Set problem >> Select every line in the rows below that contains the string "glowing", and copy each one. Matching is case-sensitive.

Position identification rows:
● ● ● ●

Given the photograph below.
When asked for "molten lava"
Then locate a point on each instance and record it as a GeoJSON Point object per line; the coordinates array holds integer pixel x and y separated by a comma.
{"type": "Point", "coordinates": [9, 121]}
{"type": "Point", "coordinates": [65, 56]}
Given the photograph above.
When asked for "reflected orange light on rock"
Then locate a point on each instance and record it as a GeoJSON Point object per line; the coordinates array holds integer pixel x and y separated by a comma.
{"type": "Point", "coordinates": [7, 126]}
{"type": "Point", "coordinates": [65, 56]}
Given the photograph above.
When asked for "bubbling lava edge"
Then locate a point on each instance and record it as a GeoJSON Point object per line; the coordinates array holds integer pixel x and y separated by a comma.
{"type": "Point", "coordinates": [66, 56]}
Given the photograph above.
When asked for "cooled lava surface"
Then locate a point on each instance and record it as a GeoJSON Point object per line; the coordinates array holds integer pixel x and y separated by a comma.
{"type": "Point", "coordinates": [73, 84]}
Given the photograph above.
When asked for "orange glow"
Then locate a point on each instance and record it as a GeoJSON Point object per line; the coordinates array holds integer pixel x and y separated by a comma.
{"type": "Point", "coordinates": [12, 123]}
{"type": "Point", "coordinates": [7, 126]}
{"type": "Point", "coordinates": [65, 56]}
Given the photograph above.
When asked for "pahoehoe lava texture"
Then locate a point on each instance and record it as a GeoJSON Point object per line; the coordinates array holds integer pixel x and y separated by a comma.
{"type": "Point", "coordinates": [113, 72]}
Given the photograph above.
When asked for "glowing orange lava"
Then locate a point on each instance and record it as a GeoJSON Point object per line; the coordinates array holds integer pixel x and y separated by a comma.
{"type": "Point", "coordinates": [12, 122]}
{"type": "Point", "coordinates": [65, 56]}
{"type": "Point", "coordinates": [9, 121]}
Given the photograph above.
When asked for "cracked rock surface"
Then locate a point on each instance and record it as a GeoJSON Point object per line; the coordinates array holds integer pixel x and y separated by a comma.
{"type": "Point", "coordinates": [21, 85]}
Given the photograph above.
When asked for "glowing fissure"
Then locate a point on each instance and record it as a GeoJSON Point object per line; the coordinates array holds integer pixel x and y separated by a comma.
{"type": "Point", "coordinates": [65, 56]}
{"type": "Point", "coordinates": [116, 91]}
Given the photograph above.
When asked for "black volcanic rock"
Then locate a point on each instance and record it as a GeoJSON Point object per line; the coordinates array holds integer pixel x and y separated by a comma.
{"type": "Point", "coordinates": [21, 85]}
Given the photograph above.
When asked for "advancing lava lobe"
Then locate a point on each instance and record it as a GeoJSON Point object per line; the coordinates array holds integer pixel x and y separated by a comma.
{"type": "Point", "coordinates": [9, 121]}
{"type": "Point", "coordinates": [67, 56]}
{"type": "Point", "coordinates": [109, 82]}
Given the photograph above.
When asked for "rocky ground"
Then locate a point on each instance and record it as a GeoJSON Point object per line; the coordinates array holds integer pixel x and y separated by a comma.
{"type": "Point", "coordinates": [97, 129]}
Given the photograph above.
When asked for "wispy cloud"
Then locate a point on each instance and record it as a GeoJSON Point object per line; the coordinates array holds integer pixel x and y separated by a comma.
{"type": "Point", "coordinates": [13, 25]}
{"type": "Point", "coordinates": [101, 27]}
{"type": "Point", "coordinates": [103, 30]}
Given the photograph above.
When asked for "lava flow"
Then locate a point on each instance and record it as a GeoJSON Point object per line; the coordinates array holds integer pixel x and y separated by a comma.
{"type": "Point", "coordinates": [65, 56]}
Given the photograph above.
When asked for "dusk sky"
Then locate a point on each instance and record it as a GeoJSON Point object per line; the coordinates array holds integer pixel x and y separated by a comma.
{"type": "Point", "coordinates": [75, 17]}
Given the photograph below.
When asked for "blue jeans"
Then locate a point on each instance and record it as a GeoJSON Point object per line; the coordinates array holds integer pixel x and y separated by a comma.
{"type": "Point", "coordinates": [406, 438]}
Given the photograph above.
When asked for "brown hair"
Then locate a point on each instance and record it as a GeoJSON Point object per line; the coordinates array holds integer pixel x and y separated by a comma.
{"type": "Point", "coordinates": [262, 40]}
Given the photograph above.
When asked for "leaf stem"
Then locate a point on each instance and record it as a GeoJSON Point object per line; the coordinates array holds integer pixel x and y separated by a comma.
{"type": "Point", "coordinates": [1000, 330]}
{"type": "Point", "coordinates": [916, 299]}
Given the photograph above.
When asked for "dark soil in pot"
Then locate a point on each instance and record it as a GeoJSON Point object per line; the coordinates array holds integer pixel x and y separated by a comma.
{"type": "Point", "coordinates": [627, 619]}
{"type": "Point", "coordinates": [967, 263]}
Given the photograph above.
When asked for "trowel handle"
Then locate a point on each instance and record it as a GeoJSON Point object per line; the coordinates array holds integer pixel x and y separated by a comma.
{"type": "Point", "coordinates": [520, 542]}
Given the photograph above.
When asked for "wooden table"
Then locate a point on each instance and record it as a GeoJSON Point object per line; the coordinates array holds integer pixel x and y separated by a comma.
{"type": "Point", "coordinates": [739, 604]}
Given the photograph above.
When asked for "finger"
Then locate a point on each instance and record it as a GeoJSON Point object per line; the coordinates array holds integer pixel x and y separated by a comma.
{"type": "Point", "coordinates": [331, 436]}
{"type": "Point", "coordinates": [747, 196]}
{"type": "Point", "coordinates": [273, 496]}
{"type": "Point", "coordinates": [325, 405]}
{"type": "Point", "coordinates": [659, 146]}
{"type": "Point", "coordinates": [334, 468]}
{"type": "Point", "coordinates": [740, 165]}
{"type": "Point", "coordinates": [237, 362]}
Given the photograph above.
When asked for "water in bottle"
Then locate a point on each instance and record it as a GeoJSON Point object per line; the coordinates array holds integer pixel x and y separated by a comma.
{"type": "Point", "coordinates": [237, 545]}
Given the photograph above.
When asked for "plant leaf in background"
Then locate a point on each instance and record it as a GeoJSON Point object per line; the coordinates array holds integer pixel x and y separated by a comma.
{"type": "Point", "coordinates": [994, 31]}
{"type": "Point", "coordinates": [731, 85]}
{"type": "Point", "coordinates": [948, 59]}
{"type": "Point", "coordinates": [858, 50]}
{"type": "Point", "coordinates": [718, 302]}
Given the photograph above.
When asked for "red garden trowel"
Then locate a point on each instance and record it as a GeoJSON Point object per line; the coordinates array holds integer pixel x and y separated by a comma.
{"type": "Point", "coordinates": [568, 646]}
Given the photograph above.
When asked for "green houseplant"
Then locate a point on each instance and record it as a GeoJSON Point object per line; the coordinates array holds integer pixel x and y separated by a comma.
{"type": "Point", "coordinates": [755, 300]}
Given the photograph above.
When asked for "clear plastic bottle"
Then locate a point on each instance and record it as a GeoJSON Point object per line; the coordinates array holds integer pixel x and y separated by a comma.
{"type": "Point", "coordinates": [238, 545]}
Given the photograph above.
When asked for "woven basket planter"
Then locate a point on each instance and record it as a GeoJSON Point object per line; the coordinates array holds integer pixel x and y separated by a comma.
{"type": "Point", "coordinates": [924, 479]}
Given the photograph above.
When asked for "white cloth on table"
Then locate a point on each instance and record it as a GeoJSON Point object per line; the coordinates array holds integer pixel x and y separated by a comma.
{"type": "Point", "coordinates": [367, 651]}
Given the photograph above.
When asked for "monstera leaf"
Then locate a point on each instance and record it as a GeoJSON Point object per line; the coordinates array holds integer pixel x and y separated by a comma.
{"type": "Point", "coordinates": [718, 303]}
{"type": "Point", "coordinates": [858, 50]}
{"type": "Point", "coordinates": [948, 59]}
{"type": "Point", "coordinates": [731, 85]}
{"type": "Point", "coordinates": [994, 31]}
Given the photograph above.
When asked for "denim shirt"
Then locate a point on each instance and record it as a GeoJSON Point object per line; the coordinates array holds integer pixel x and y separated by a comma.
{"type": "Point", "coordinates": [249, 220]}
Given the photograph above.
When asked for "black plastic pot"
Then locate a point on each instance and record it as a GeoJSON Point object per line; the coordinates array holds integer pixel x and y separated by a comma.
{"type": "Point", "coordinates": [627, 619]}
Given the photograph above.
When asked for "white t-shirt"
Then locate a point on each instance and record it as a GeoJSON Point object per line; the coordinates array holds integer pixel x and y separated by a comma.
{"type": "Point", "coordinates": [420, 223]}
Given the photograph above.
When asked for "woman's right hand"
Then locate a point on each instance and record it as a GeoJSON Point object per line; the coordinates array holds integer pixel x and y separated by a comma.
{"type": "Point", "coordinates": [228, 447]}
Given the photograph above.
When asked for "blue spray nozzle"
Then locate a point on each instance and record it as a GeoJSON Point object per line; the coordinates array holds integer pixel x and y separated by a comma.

● ● ● ●

Response for this exercise >>
When asked for "glowing orange lava"
When asked for "glowing fissure"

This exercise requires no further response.